- _PROVIDED PASSAGE_
※
ME: Why does the transportation world need another commission?
MALEK: When we think about all of the commissions in mobility that exist today — and there are many — they are either focused on the advocacy of a specific topic or are interested in doing the research and adding to the knowledge base, but not necessarily carrying that through to advocacy to help drive change.
A big part of how the Commission on the Future of Mobility is different is the fact that it is bringing together industry leaders across the movement of people and goods so we can hash out the hard questions internally as we work on our proposals and then bring those to an advocacy stage and help drive that change.
One AI thing
Finally, I have to share my article about Anthony Levandowski, the former Google engineer who avoided an 18-month prison sentence after receiving a presidential pardon last month.
I learned (and reported) that Levandowski has officially closed the church he created to understand and accept a godhead based on artificial intelligence. The church, called Way of the Future, sparked interest and controversy — much like Levandowski himself — from the moment it became public in a November 2017 article in Wired.
※
- _DATA PROVIDED_
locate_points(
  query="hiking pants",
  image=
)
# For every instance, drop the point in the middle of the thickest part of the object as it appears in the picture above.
※
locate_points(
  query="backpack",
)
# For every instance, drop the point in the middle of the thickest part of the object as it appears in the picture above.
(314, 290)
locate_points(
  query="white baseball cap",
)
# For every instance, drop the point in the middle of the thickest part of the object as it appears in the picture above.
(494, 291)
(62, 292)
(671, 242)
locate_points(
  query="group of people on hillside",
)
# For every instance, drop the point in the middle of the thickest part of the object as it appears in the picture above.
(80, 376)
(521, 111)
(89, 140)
※
- _WHAT TO WORK ON_
1. Answer these questions about the passage on mobility and Levandowski above:
(a) According to Malek, what are existing mobility commissions focused on?
(b) How long was the prison sentence Levandowski avoided?
(c) What was the church Levandowski created called?
2. Summarize the passage on mobility and Levandowski in two sentences.
3. Please write what comes next in the passage on mobility and Levandowski, picking up after its final sentence.

- _THE RESPONSES_
1.
(a) They focus either on advocacy of a specific topic or on research that adds to the knowledge base, without necessarily carrying it through to advocacy.
(b) 18 months.
(c) Way of the Future.

2. Malek says the Commission on the Future of Mobility differs from existing commissions, which either advocate on one topic or do research without driving change, because it brings together industry leaders across the movement of people and goods to work through hard questions and then advocate for change. The passage also reports that Anthony Levandowski, the former Google engineer who avoided an 18-month prison sentence through a presidential pardon last month, has officially closed Way of the Future, the church he created around a godhead based on artificial intelligence.

3.
But as I noted in my article, it wasn’t just the formation of the church or its purpose that caused a stir in Silicon Valley and the broader tech industry. The church’s public reveal occurred as Levandowski was steeped in a legal dispute with his former employer Google. He had also become the central figure of a trade secrets lawsuit between Waymo, the former Google self-driving project that is now a business under Alphabet, and Uber.
Levandowski dissolved the church at the end of the year. However, the process had started months before, in June 2020, documents filed with the state of California show. The entirety of the church’s funds — exactly $175,172 — were donated to the NAACP Legal Defense and Education Fund.
I talked to Levandowski; while he didn’t get too deep into “why” he closed WOTF, he did say that he still believes in its premise. He believes that artificial intelligence will fundamentally change how people live and work and that it can be positive for society. He noted that is not guaranteed. Even without Way of the Future, Levandowski said he’s focused on making that happen.